You can be the world’s worst dancer and still have good rhythm.

While I’m not sure how one gets crowned “the world’s worst dancer”, I have learned a few things about rhythm. In fact, I’ve learned more about rhythm than I have dancing – which, in the eternal scheme of things, has been a more beneficial path to take.

But to be honest, it has taken me over 25 years to get a good sense of rhythm.

In musical terms, rhythm is the placing of sounds within the space of time, creating a discernible pattern. It forms the foundation upon which the music is able to build and flow. The rhythm I’m talking about has nothing to with musical talent, eye-hand coordination, or the ability to keep steady time on the drums.

Ironically, you could be a fantastic bass player that holds the rhythm together for the rest of the band and still have outrageously poor rhythm in the rest of life.

As I’ve observed successful people over the years, I’ve noticed they all had good rhythm. To be even more precise, they had good rhythms. They had developed healthy patterns that formed the basis for their learning and development. Through steady and consistent practice, these rhythms encouraged growth rather than restricted it.

Top athletes rely on more than natural talent alone to succeed. They recognize the need for good practice habits, exercise routines, and a disciplined diet — the rhythms that are required to sustain performance.

The power of compound interest lies in the regular investing (and reinvesting) in the assets that will produce a good return. Getting into the rhythm of investing is the key.
..............................
▶ _REQUIRED TASKS_:
A) Please translate this sentence from the passage on rhythm into Spanish: "Top athletes rely on more than natural talent alone to succeed."
B) From the passage on rhythm, pull the words starting with "But to be honest, it" and going on through "than restricted it.".

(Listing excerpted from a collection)
..............................
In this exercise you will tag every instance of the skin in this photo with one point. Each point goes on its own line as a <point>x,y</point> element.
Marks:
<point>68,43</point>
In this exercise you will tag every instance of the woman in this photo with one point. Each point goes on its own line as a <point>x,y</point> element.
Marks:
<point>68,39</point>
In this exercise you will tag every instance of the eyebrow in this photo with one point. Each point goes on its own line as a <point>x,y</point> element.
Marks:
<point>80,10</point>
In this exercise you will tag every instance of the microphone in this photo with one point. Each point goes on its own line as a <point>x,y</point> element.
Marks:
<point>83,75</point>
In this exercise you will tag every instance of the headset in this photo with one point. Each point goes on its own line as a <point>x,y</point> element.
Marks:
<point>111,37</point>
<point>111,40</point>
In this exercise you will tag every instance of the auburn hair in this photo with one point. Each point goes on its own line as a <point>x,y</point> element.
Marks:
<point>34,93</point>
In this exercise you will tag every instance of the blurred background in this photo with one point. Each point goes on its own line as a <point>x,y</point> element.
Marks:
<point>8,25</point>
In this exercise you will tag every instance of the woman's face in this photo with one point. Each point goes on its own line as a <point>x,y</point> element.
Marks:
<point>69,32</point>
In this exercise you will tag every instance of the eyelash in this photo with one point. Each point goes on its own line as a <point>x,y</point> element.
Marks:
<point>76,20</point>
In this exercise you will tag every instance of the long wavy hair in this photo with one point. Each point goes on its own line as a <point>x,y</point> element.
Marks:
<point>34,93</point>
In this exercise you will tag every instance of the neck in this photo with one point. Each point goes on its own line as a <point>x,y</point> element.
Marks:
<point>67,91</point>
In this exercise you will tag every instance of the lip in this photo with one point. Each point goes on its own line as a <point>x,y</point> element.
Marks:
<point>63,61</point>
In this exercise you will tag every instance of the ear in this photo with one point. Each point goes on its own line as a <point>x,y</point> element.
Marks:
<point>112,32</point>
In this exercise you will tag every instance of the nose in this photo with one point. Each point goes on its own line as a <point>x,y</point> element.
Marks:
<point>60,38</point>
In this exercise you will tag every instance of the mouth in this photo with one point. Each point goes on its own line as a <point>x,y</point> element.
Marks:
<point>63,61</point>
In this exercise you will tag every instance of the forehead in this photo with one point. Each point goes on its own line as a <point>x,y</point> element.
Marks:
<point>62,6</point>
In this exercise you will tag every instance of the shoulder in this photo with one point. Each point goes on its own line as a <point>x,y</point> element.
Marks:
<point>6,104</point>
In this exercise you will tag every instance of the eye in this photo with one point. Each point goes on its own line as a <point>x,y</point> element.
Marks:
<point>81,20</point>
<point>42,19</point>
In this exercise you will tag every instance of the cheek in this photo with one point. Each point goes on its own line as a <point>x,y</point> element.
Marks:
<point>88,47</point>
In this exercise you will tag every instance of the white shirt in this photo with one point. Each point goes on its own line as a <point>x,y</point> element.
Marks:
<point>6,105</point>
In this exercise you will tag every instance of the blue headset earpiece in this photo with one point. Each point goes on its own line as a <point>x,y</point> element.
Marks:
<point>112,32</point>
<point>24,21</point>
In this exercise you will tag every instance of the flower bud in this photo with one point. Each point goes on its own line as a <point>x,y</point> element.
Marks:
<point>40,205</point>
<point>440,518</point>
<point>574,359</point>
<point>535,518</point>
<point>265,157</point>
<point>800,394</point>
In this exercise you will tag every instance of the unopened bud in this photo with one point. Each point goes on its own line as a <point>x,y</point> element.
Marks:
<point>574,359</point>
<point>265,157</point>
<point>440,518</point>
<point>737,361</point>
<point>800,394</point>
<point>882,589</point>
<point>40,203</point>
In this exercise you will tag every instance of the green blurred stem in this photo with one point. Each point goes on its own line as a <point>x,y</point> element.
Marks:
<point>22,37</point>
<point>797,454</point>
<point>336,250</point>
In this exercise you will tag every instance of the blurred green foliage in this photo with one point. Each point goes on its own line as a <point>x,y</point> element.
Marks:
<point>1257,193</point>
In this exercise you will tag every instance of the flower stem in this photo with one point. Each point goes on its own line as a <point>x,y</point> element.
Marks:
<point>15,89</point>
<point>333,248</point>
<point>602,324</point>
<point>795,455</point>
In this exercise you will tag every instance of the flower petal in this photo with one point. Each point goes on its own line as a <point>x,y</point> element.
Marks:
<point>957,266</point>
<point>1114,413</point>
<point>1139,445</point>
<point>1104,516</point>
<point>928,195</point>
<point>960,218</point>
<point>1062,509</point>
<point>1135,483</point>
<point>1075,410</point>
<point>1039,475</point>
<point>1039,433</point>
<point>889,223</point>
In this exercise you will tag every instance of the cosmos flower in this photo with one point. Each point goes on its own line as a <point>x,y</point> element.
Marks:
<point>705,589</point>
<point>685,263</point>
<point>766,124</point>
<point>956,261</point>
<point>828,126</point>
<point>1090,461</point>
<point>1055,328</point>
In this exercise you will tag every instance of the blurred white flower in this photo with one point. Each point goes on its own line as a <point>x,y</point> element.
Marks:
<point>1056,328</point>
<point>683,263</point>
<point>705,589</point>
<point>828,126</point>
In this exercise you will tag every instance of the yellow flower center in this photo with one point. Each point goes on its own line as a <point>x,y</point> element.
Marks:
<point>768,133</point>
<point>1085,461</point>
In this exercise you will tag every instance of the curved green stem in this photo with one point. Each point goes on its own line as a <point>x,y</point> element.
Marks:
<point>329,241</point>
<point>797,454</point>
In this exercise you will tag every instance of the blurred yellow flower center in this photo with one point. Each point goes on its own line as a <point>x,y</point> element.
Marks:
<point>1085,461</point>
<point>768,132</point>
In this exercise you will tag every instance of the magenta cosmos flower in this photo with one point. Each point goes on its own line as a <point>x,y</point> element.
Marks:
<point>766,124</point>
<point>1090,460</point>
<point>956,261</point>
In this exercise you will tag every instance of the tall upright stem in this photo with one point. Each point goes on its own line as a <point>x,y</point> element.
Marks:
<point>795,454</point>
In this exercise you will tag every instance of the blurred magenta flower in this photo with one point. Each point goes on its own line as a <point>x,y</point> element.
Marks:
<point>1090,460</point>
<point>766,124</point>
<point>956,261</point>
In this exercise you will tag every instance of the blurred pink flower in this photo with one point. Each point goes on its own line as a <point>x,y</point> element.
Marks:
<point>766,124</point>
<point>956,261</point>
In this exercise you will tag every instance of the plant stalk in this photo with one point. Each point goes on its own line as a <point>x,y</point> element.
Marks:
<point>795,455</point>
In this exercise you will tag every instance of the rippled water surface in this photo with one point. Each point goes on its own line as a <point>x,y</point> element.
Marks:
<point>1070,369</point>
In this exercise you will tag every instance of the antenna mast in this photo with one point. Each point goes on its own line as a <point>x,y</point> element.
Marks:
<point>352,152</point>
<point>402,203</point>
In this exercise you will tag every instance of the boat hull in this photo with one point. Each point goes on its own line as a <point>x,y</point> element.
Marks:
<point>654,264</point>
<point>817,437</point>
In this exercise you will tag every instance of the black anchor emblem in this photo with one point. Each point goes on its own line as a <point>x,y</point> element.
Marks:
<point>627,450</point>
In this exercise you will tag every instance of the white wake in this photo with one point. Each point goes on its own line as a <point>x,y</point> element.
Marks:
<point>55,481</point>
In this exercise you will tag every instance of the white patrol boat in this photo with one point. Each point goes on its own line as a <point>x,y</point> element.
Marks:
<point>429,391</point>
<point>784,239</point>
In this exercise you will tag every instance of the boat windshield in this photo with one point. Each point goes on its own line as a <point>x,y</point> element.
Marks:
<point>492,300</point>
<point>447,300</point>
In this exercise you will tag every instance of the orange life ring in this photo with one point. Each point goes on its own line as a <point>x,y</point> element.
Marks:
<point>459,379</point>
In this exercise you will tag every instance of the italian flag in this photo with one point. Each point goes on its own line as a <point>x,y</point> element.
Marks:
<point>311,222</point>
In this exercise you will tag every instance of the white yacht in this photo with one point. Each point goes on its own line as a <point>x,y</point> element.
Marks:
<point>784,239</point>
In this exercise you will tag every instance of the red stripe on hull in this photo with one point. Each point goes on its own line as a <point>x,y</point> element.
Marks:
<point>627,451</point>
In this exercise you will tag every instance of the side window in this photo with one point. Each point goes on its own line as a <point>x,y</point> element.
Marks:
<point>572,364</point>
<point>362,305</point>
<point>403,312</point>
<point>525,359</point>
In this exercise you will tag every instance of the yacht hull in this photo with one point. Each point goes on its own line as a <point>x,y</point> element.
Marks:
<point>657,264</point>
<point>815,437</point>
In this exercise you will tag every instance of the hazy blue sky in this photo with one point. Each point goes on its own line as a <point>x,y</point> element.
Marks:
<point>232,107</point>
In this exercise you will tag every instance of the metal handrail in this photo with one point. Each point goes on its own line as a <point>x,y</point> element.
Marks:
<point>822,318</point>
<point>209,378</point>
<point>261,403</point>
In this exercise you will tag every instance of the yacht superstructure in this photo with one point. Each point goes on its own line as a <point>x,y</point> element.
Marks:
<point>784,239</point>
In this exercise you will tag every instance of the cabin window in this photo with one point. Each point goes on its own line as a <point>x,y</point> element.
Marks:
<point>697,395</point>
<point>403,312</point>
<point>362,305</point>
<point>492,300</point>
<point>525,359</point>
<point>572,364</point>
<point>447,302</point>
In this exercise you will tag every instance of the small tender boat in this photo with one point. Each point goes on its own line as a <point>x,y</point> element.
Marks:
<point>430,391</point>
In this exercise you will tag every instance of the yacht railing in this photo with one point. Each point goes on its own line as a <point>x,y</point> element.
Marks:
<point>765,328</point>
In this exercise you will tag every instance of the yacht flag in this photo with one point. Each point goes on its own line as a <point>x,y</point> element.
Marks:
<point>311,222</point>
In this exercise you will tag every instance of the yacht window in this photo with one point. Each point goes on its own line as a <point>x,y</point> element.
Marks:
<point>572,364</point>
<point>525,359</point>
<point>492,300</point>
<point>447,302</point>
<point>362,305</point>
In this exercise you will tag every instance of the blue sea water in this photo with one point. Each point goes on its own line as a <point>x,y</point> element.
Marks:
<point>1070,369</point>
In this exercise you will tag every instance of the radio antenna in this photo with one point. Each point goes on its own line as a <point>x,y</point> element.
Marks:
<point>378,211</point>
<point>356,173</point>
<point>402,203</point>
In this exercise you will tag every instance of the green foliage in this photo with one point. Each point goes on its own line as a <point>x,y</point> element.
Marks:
..............................
▶ _TASK-BY-TASK OUTPUTS_:
A) Los atletas de élite dependen de algo más que el talento natural para tener éxito.

B)
But to be honest, it has taken me over 25 years to get a good sense of rhythm.

In musical terms, rhythm is the placing of sounds within the space of time, creating a discernible pattern. It forms the foundation upon which the music is able to build and flow. The rhythm I’m talking about has nothing to with musical talent, eye-hand coordination, or the ability to keep steady time on the drums.

Ironically, you could be a fantastic bass player that holds the rhythm together for the rest of the band and still have outrageously poor rhythm in the rest of life.

As I’ve observed successful people over the years, I’ve noticed they all had good rhythm. To be even more precise, they had good rhythms. They had developed healthy patterns that formed the basis for their learning and development. Through steady and consistent practice, these rhythms encouraged growth rather than restricted it.